- [PROMPT] Below are some records; return each one exactly as written.

━━━━━ LISTED RECORDS ━━━━━

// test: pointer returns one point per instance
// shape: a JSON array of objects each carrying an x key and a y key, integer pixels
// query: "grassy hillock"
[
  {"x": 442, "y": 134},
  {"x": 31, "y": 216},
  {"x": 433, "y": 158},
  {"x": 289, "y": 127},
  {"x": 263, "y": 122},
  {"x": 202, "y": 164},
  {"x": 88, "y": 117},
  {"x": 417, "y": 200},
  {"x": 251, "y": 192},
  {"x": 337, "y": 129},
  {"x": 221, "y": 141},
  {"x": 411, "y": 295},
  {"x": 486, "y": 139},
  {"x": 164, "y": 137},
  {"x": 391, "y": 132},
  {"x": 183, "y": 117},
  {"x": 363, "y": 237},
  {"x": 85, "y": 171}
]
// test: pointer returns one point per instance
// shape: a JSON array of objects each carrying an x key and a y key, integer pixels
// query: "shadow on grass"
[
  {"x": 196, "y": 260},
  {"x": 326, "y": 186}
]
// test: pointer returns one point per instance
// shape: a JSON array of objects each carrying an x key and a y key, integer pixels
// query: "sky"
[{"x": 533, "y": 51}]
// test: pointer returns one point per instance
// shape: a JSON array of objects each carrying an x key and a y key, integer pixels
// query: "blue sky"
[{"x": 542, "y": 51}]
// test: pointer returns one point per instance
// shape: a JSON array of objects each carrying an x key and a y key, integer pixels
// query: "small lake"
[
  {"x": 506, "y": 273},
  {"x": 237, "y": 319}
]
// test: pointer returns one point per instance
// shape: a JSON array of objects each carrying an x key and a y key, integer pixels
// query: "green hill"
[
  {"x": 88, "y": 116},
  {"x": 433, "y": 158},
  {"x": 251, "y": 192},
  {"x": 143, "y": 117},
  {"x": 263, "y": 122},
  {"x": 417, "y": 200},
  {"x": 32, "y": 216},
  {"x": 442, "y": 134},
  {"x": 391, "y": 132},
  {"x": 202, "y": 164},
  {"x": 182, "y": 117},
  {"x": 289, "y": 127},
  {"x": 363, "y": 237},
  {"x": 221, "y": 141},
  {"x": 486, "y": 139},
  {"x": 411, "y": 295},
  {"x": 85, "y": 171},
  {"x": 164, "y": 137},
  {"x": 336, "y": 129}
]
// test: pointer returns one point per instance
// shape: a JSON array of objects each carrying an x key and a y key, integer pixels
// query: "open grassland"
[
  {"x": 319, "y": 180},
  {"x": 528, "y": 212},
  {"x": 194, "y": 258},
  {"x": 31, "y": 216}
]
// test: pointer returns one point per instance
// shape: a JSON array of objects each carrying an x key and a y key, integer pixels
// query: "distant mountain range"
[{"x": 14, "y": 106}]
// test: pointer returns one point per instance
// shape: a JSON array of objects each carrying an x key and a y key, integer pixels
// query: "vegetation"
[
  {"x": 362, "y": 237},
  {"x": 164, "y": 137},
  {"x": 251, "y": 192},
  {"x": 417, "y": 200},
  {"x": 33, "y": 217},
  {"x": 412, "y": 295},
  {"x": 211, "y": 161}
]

━━━━━

- [WRITTEN ANSWER]
// test: pointer returns one point per instance
// shape: a JSON array of objects each carrying an x key and a y key, integer pixels
// query: "grassy hillock"
[
  {"x": 442, "y": 134},
  {"x": 31, "y": 216},
  {"x": 433, "y": 158},
  {"x": 289, "y": 127},
  {"x": 263, "y": 122},
  {"x": 202, "y": 164},
  {"x": 88, "y": 117},
  {"x": 417, "y": 200},
  {"x": 251, "y": 192},
  {"x": 337, "y": 129},
  {"x": 221, "y": 141},
  {"x": 411, "y": 295},
  {"x": 486, "y": 139},
  {"x": 164, "y": 137},
  {"x": 391, "y": 132},
  {"x": 183, "y": 117},
  {"x": 363, "y": 237},
  {"x": 85, "y": 171}
]
// test: pointer returns one point per instance
// shape: a JSON array of objects each carrying an x key and a y key, integer pixels
// query: "shadow on grass"
[
  {"x": 196, "y": 260},
  {"x": 326, "y": 186}
]
// test: pointer returns one point per instance
// shape: a JSON array of objects each carrying an x key and a y key, integer pixels
// query: "sky"
[{"x": 533, "y": 51}]
// test: pointer returns one point per instance
// shape: a JSON array of objects each carrying an x key and a y key, integer pixels
// query: "blue sky"
[{"x": 542, "y": 51}]
// test: pointer returns one point per instance
// shape: a JSON array of objects each carrying an x key and a y key, integer pixels
// query: "small lake"
[
  {"x": 506, "y": 273},
  {"x": 237, "y": 319}
]
// test: pointer returns one point per instance
// shape: a JSON array of objects each carrying an x key and a y key, integer pixels
// query: "green hill"
[
  {"x": 88, "y": 116},
  {"x": 433, "y": 158},
  {"x": 251, "y": 192},
  {"x": 143, "y": 117},
  {"x": 263, "y": 122},
  {"x": 417, "y": 200},
  {"x": 32, "y": 216},
  {"x": 442, "y": 134},
  {"x": 391, "y": 132},
  {"x": 202, "y": 164},
  {"x": 182, "y": 117},
  {"x": 289, "y": 127},
  {"x": 363, "y": 237},
  {"x": 221, "y": 141},
  {"x": 486, "y": 139},
  {"x": 411, "y": 295},
  {"x": 85, "y": 171},
  {"x": 164, "y": 137},
  {"x": 336, "y": 129}
]
// test: pointer returns one point per instance
// shape: a JSON array of objects each carrying an x key and a y key, integer pixels
// query: "open grassland"
[
  {"x": 319, "y": 180},
  {"x": 528, "y": 212},
  {"x": 194, "y": 258},
  {"x": 31, "y": 216}
]
// test: pointer returns one point per instance
// shape: a JSON array of objects each carrying an x key and a y key, integer pixels
// query: "distant mountain range"
[{"x": 14, "y": 106}]
// test: pointer returns one point per instance
// shape: a JSON array of objects each carrying an x key and a y key, integer pixels
// query: "vegetation"
[
  {"x": 362, "y": 237},
  {"x": 164, "y": 137},
  {"x": 251, "y": 192},
  {"x": 417, "y": 200},
  {"x": 33, "y": 217},
  {"x": 412, "y": 295},
  {"x": 211, "y": 161}
]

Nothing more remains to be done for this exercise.